Exercise instructions |
Convert the lines below into a numbered list, skipping any blank lines. Leave the pictures out of your answer.

[Items from a dataset]
○ ○ ○ ○ ○ ○ ○
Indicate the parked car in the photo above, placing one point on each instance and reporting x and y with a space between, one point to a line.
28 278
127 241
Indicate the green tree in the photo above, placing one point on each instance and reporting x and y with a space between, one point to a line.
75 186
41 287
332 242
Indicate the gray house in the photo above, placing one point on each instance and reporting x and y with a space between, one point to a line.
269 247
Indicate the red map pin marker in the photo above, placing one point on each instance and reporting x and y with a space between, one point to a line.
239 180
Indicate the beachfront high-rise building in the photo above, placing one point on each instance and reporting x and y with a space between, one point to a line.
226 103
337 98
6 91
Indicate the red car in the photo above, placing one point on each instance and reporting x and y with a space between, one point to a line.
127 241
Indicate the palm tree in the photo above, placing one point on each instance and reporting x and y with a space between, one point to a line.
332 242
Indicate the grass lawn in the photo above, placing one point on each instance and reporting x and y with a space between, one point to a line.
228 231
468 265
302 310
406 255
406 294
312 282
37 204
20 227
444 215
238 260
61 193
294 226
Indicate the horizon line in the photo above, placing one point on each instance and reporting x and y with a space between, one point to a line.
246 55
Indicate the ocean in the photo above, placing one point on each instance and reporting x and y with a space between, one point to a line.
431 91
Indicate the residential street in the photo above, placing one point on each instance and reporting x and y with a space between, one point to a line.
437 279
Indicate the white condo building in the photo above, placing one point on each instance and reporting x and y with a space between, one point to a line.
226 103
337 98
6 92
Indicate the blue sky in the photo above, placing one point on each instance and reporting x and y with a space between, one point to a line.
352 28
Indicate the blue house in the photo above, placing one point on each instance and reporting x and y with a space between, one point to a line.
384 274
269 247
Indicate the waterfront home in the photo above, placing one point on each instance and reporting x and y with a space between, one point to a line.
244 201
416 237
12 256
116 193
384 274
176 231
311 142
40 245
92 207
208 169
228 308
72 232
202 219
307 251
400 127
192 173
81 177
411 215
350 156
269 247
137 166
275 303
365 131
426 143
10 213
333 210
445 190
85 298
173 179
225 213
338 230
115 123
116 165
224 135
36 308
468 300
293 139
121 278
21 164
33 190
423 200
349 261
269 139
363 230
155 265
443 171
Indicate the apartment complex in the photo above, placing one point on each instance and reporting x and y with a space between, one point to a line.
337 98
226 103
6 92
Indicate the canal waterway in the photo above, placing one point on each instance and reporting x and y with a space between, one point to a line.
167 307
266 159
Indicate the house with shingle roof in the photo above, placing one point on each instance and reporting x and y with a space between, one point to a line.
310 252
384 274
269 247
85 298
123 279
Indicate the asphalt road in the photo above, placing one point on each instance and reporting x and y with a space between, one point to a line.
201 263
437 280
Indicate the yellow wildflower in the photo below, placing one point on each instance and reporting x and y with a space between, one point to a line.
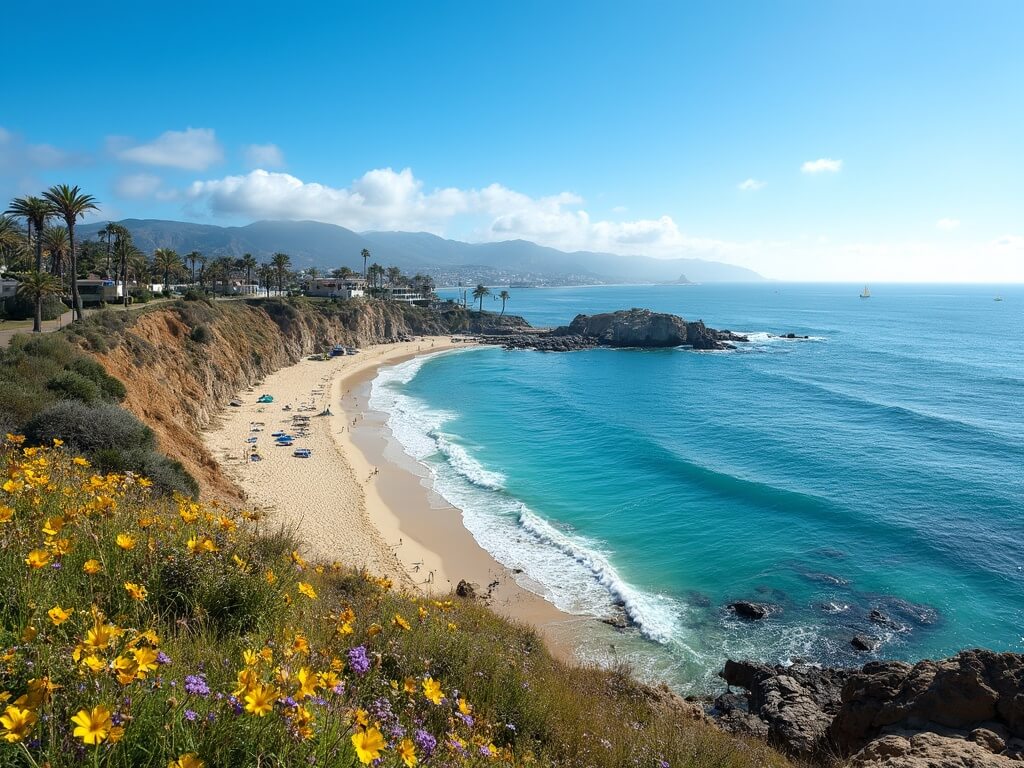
259 700
92 726
188 760
16 723
38 558
369 743
136 591
432 690
58 615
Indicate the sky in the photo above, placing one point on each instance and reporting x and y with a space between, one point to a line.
807 140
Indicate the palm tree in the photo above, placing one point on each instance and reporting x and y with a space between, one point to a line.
○ ○ ○ ○ ○ ○ ○
Finished answer |
1. Indicate the parked car in the photo above, placing one point on each instance and reporting x and y with a space between, one point to a line.
2. 28 278
3. 127 241
4. Indicate the green tree in the photo above, placing one point on each instance and reporting x and y with a space between, one point to a line.
5. 75 186
6. 41 287
7. 332 242
8. Indicate the gray house in the photo above, placing one point on each instance and reporting x and y with a space between, one point to a line.
9. 269 247
10. Indicate the red map pin marker in the photo above, placing one point on each instance and reporting x and y with a space between, one point to a line.
11. 239 180
12. Indicate the beachfront high-rise building in the photo above, placing one point on each instance and reporting x and y with a space between, one point to a line.
13. 226 103
14. 337 98
15. 6 91
16. Indicate the red car in the photo above, placing one point on each instance and reporting x and y with a space between, one point to a line.
17. 127 241
18. Indicate the palm tree in the photo above, placing one point on each instance and reporting x and y with a space between, one point to a line.
19. 332 242
20. Indicate the grass lawn in the photo above, placing one point on each instance and reporting x and y with a space between, one point to a line.
21. 228 231
22. 468 265
23. 302 310
24. 406 255
25. 406 294
26. 312 282
27. 37 204
28. 20 227
29. 444 215
30. 238 260
31. 61 193
32. 294 226
33. Indicate the horizon line in the photo above, placing one point on each instance and reporting x and y with a space between, one point to a line.
34. 246 55
35. Indicate the ocean in the photo above, placing one point on each instance and reporting x and y with a space between, one point to a line.
36. 431 91
37. Indicate the residential street in the photo above, placing one point on each instance and reporting x and y with a space between, one point to a line.
38. 437 279
39. Indicate the white condo building in the photo above, placing one point on each instance and reporting x and y with a space between, one point to a line.
40. 226 103
41. 337 98
42. 6 92
43. Indicate the blue sky in the photo above, placing one point on each instance and reporting x and y with a space between, one point to a line.
44. 352 28
45. Indicate the blue house in the photo above, placing one point on each instance and reporting x and y with a space between, one point to a line.
46. 384 274
47. 269 247
48. Indicate the waterfront home in the photo above, placing one point on each instance and reporting x and y with a space between, one point to a line.
49. 244 201
50. 416 237
51. 12 256
52. 116 193
53. 384 274
54. 176 231
55. 311 142
56. 40 245
57. 92 207
58. 208 169
59. 228 308
60. 72 232
61. 202 219
62. 307 251
63. 400 127
64. 192 173
65. 81 177
66. 411 215
67. 350 156
68. 269 247
69. 137 166
70. 275 303
71. 365 131
72. 426 143
73. 10 213
74. 333 210
75. 445 190
76. 85 298
77. 173 179
78. 225 213
79. 338 230
80. 115 123
81. 116 165
82. 224 135
83. 36 308
84. 468 300
85. 293 139
86. 121 278
87. 21 164
88. 33 190
89. 423 200
90. 349 261
91. 269 139
92. 363 230
93. 155 265
94. 443 171
95. Indicate the apartment complex in the photo above, placing one point on each instance and reporting x and y with a space between, one point to a line.
96. 337 98
97. 226 103
98. 6 92
99. Indicate the canal waterway in the photo above, placing one point on each instance and reporting x and y with a space between, one point to a line.
100. 167 307
101. 266 159
102. Indicate the house with shingle roof in the photo above, placing one point on each instance and reporting x and y with a space between, one point to a line.
103. 310 252
104. 384 274
105. 269 247
106. 85 298
107. 123 279
108. Indicate the asphalt road in the photo above, placing one point on each instance and reporting x and y with a space between, one point to a line.
109. 201 263
110. 437 280
111. Indicate the yellow wildflower in the photo below, placing one point on each instance and reporting x and y with a space between, one point to a line.
112. 259 700
113. 92 726
114. 188 760
115. 16 723
116. 38 558
117. 369 743
118. 136 591
119. 432 690
120. 58 615
121. Indicate the sky in the photo above, placing one point on each instance and reporting x and y with a space between, one point to a line.
122. 807 140
123. Indicate the palm tree in the photo above, placing one point on each instance and reporting x and y with a space between, one point to a line.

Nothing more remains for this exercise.